▶ _TEXT SHOWN_:
·····
As many of you know, my wife Ashlee and I live in a city that is deeply rooted in Hispanic culture and cuisine, so this recipe is especially dear to us. While my version of Flautas is not necessarily “traditional”, it’s an ode to my love of Mexican cuisine, and a fun twist on the classic recipe – like my vegan tortilla soup and vegan elotes!

Grab a drink and let’s get to cooking vegan flautas!

Now, I know there’s a lot of debate on whether “rolled tacos” are called Taquitos or Flautas. I used to think Taquitos were made with corn tortillas, and Flautas were made with flour tortillas. Contrary to my belief, that’s not the case at all. After some research, I learned that the word, taquito traslates to “small taco”, and flauta traslates to “flute”, so technically, you can call these little babies a taquito or a flauta, regardless of the tortilla you use – although I believe corn tortillas are generally used in most recipes.

Flautas Ahogadas roughly translates to “drowned flutes”, and that is exactly what we are making today! Our vegan flautas are served in tomatillo verde sauce (similar to the sauce we make as the base for our Pozole Verde), slathered with vegan crema, and topped with an array of garnishes such as cilantro and red onion. The idea for flautas ahogadas is to slather each bite with our delicous sauce as you eat them.

Are you drooling yet?! I know I am.

Contrary to traditional corn tortillas, I used flour because they’re easier to roll and I think they are so tasty when fried to perfection!
·····
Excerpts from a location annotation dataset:
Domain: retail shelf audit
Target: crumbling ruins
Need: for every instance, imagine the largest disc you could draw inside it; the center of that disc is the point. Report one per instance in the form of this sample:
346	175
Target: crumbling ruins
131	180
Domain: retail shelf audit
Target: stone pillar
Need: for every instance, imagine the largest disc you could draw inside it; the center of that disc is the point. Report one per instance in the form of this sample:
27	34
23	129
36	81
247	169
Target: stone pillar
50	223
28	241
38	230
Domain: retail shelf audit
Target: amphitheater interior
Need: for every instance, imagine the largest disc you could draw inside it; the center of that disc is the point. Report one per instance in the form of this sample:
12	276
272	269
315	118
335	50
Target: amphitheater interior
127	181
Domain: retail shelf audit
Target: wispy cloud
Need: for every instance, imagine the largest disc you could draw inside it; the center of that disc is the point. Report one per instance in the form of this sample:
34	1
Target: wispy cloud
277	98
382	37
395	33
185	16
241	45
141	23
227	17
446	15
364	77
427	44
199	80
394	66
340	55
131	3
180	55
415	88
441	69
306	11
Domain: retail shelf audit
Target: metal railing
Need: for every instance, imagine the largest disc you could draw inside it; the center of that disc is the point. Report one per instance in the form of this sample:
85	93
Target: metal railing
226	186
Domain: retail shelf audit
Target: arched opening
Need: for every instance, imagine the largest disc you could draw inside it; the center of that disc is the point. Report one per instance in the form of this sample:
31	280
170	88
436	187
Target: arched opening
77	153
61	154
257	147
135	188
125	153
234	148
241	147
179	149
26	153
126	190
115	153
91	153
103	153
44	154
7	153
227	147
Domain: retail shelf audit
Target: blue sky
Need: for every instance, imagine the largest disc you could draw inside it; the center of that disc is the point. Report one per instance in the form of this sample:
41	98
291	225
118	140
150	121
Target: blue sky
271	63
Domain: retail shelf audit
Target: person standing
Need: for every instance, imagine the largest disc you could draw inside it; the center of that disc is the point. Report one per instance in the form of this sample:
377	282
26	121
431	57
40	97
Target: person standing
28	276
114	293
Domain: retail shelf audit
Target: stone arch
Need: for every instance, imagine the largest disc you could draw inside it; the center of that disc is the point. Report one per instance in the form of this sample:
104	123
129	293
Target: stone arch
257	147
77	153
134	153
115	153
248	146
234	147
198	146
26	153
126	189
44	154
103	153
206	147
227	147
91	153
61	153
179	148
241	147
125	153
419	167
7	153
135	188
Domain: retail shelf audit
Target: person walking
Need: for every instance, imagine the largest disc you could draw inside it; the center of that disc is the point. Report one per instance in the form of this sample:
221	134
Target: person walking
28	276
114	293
·····
▶ _PROBLEM DETAILS_: In one to three sentences, explain why the vegan flautas text uses flour tortillas instead of the traditional corn ones. The rows are separate material with no connection to the text on vegan flautas.

▶ _RESPONSE_: Flour tortillas are used because they are easier to roll than corn tortillas. The author also considers them very tasty when fried to perfection.